* DATA FOR THIS TASK *
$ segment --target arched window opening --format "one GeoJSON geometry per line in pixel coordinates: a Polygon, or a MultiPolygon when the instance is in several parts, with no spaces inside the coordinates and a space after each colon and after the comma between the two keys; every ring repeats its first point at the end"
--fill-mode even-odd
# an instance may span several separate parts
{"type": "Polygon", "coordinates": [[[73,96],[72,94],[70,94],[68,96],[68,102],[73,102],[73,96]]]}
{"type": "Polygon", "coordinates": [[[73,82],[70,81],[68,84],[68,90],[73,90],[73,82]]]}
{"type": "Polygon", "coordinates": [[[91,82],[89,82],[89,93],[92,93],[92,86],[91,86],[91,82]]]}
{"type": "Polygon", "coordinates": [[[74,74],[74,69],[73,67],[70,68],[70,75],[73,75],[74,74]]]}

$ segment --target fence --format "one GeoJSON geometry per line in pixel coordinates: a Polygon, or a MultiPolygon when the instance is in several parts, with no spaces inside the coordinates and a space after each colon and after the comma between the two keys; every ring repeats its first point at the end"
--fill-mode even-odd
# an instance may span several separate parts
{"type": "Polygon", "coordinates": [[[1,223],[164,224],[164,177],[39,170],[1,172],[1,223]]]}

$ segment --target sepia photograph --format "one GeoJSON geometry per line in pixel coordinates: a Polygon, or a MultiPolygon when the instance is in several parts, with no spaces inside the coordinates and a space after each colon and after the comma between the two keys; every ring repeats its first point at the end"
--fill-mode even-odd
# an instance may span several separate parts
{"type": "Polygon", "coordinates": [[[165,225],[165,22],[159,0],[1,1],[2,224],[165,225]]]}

* PROBLEM STATEMENT *
Reproduce all of the lines above without any change, from the first to the last.

* TASK RESPONSE *
$ segment --target arched window opening --format "one GeoJSON geometry per line in pixel coordinates: a Polygon, or a MultiPolygon when the instance is in several parts, with no spaces inside the coordinates and a space after each colon and after the comma between the two keys; every ring repeats its first point at the end"
--fill-mode even-odd
# an instance may span several separate parts
{"type": "Polygon", "coordinates": [[[73,96],[72,94],[70,94],[68,96],[68,102],[73,102],[73,96]]]}
{"type": "Polygon", "coordinates": [[[73,82],[70,81],[68,84],[68,90],[73,90],[73,82]]]}
{"type": "Polygon", "coordinates": [[[91,82],[89,82],[89,93],[92,93],[92,86],[91,86],[91,82]]]}
{"type": "Polygon", "coordinates": [[[74,74],[74,69],[73,67],[70,68],[70,75],[73,75],[74,74]]]}

$ segment --target fence --format "one GeoJSON geometry per line in pixel coordinates: a Polygon, or a MultiPolygon when the instance is in several parts, with no spaces inside the coordinates and a space after each colon and after the comma between the two keys; every ring repeats its first point at the end"
--fill-mode even-odd
# an instance may span several separate parts
{"type": "Polygon", "coordinates": [[[1,223],[164,224],[164,177],[39,170],[1,172],[1,223]]]}

$ segment --target sepia photograph --format "one GeoJSON geometry per line in pixel coordinates: a Polygon, or a MultiPolygon when the instance is in several parts, with no spaces inside the coordinates and a space after each colon and after the comma between the two keys; every ring repeats its first point at the end"
--fill-mode even-odd
# an instance may span several separate parts
{"type": "Polygon", "coordinates": [[[165,225],[165,22],[159,0],[1,1],[2,224],[165,225]]]}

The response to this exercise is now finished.